Reviewed by Jennifer Wiss-Carline, Solicitor

Case citations

[2016] EWHC 2273 (Fam)

A same-sex couple’s first child was wrongly adopted by the non-birth mother due to a clinic’s lost consent form. The President of the Family Division declared legal parentage under the 2008 Act and, exceptionally, revoked the adoption order.

Facts

The applicant, X, and her partner Y entered into a civil partnership in 2009 (later converted to marriage in 2015). They planned their family carefully, each intending to bear a child using sperm from the same donor. X received IUI treatment at St Bartholomew’s Hospital Centre for Reproductive Medicine (operated by Barts Health NHS Trust), a clinic regulated by the HFEA, and gave birth to C1 in 2010. Y subsequently gave birth to C2 at a different clinic.

Although X signed a Form WP at the appropriate time, no Form PP signed by Y could be located in the Barts records, nor any Form IC. However, the Barts Treatment Checklist contained manuscript ticks evidencing that Y had attended the information session and signed consent. The file was found to be deficient: it omitted a Characteristics Sheet known to have been completed, and contained a document relating to an entirely different patient.

On discovering the alleged defect some years later, X and Y were told by the clinic and their then solicitors that the only remedy was for Y to adopt C1. An adoption order was duly made by a District Judge in 2014, before Theis J’s clarifying judgment in X v Y [2015] EWFC 13. X and Y found the process deeply distressing. They subsequently applied for a declaration of parentage under section 55A of the Family Law Act 1986 and for revocation of the adoption order.

Issues

The court had to determine two issues:

  • Whether, notwithstanding the missing Form PP, Y could be declared the legal parent of C1 under section 36 of the Human Fertilisation and Embryology Act 2008.
  • Whether the High Court had jurisdiction, and should exercise it, to revoke the adoption order made in 2014.

Arguments

Mr James Turner QC for X, supported wholeheartedly by Y, sought a declaration of parentage and revocation of the adoption order. Ms Dorothea Gartland for Barts supported the applications and acknowledged the clinic’s responsibility, offering an apology and agreeing to pay costs. Ms Deirdre Fottrell QC and Mr Thomas Wilson, on behalf of the child’s guardian, unequivocally supported both applications, submitting that C1’s welfare would be better served by restoring the status quo ante and that the adoption was, in Ms Fottrell’s words, a wholly contrived position.

Judgment

Parentage

Applying the statutory framework and principles established in In re A (Legal Parenthood: Written Consents) [2015] EWHC 2602 (Fam), Sir James Munby P found as fact that treatment was embarked upon jointly with full knowledge, that both intended Y to be a legal parent, and that both believed they had signed the requisite forms. The manuscript entries on the Treatment Checklist sufficiently evidenced a Form PP signed by Y at the appropriate time, which had subsequently been lost or mislaid. The case was analytically indistinguishable from Cases A, F and H in In re A. X was entitled to the declaration sought.

Revocation of the adoption order

The President reviewed the authorities, including In re B (Adoption: Jurisdiction to Set Aside) [1995] Fam 239, Webster v Norfolk County Council [2009] EWCA Civ 59, and Re W (Inherent Jurisdiction) [2013] EWHC 1957 (Fam). He identified key propositions: the High Court has inherent jurisdiction to revoke an adoption order in an appropriate case; the bar is very high; regularly made adoption orders cannot normally be set aside for mere mistake or even miscarriage of justice; and exceptionality alone is insufficient.
+ + + + +
_Tasks and exercises_
#1 Print the passage of the adoption-revocation case summary between "[2016] EWHC 2273" and "a different clinic.", inclusive.
#2 Continue the adoption-revocation case summary from the point where it ends.

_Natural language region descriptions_
+ + + + +
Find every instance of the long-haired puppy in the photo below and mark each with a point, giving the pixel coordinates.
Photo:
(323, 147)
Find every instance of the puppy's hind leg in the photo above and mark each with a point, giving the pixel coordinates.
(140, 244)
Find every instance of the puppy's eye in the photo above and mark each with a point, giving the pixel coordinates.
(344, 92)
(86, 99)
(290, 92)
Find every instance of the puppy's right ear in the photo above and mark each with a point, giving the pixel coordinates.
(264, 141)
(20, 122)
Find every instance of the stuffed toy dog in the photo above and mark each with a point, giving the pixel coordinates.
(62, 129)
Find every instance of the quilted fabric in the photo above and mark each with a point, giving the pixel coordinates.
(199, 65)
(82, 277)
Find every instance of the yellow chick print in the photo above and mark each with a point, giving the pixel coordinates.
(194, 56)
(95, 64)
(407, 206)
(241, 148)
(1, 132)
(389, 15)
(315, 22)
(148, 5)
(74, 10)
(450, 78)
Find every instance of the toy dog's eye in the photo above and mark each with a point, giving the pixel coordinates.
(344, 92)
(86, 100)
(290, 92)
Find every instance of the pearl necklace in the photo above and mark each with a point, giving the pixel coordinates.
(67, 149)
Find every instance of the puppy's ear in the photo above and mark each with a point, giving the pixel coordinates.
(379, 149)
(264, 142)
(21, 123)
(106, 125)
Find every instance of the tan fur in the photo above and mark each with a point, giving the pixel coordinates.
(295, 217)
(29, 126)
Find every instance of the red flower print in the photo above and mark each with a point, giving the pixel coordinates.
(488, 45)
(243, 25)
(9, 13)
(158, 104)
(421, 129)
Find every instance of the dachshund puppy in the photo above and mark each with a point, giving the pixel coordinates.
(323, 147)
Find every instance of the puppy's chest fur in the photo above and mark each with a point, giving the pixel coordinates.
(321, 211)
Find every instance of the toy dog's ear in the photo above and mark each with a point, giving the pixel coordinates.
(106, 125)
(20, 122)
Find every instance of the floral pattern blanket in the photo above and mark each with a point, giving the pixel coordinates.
+ + + + +
_Results for the exercise_
#1
[2016] EWHC 2273 (Fam)

A same-sex couple’s first child was wrongly adopted by the non-birth mother due to a clinic’s lost consent form. The President of the Family Division declared legal parentage under the 2008 Act and, exceptionally, revoked the adoption order.

Facts

The applicant, X, and her partner Y entered into a civil partnership in 2009 (later converted to marriage in 2015). They planned their family carefully, each intending to bear a child using sperm from the same donor. X received IUI treatment at St Bartholomew’s Hospital Centre for Reproductive Medicine (operated by Barts Health NHS Trust), a clinic regulated by the HFEA, and gave birth to C1 in 2010. Y subsequently gave birth to C2 at a different clinic.

#2
However, this case was unprecedented. The central fact was that when Y applied for the adoption order she was already, in both fact and law, C1’s mother. The entire adoption proceeded on a fundamental mistake of law going to the very root of the need for adoption at all. Revocation would not uproot C1 from one family and return the child to another; C1 would remain with the same parents emotionally, psychologically, socially and now also legally recognised as such from birth. The President held that public policy in this highly exceptional case marched in step with justice and C1’s welfare demanded revocation.

Birth certificate

Pursuant to Schedule 1, paragraph 4 of the Adoption and Children Act 2002, quashing of the adoption order results in the cancellation of the “Adopted” marking and any future birth certificate will not reproduce any adoption-related annotations. The court directed that the original birth certificate held on the adoption file be returned to X and Y.

Implications

The decision confirms that where a clinic’s record-keeping failure is the source of an apparent consent defect, contemporaneous documentation such as a treatment checklist may suffice to evidence the existence of a properly signed but lost consent form, enabling a declaration of parentage under the 2008 Act.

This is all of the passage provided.